> _TASK REQUIREMENTS_
Which lines in the records below contain the string "green"? Pick out every one of them and copy each in full.

= = = = = = =

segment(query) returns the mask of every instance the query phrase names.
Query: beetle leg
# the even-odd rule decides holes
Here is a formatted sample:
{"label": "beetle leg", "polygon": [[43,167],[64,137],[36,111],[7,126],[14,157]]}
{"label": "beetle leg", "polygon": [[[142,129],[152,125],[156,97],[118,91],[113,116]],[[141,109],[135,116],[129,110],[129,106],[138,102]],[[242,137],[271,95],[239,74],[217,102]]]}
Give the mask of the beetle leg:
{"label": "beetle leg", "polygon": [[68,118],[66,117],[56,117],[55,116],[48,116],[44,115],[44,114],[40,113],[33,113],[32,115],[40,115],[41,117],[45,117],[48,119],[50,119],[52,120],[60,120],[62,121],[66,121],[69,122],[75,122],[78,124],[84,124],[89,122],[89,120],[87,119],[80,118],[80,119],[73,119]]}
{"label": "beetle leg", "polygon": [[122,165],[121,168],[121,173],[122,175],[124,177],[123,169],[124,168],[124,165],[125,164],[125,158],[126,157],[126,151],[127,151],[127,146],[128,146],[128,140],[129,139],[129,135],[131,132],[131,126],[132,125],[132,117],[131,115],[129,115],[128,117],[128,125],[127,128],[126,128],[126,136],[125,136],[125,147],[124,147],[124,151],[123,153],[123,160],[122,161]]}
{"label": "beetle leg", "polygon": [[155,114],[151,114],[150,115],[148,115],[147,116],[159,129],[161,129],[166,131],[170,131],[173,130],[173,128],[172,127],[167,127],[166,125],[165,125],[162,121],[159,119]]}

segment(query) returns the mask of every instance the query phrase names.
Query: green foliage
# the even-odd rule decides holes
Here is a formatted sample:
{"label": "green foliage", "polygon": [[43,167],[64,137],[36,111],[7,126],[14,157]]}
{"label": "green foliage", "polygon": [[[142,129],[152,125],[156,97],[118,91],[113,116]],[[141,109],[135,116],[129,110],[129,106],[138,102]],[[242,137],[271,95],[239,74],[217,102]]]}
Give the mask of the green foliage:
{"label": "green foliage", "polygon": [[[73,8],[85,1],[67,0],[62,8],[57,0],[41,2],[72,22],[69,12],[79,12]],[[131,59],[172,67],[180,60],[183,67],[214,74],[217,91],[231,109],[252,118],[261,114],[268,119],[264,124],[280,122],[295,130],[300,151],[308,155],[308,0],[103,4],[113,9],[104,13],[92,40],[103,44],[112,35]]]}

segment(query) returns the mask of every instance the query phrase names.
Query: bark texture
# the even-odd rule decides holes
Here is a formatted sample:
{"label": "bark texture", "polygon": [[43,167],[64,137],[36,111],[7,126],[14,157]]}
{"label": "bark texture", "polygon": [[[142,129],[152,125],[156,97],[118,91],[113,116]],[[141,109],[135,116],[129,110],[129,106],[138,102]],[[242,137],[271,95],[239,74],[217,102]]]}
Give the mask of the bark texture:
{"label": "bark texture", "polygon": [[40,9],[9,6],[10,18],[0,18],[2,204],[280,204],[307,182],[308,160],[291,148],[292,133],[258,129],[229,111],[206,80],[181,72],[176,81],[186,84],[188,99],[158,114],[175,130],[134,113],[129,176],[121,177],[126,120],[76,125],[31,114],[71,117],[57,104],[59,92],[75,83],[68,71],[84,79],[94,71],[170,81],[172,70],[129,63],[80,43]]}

= = = = = = =

> _CORRECT RESPONSE_
Query: green foliage
{"label": "green foliage", "polygon": [[43,167],[64,137],[36,111],[7,126],[14,157]]}
{"label": "green foliage", "polygon": [[[142,129],[152,125],[156,97],[118,91],[113,116]],[[141,109],[135,116],[129,110],[129,106],[138,102]],[[242,137],[271,95],[239,74],[217,102]]]}
Give the mask of the green foliage:
{"label": "green foliage", "polygon": [[[73,8],[85,1],[67,0],[62,8],[57,0],[41,2],[72,22],[69,12],[79,12]],[[131,59],[172,67],[180,60],[183,67],[214,74],[217,91],[231,109],[252,118],[261,114],[268,119],[264,124],[280,122],[295,130],[300,151],[308,155],[308,0],[103,4],[113,9],[104,13],[92,40],[103,44],[112,35]]]}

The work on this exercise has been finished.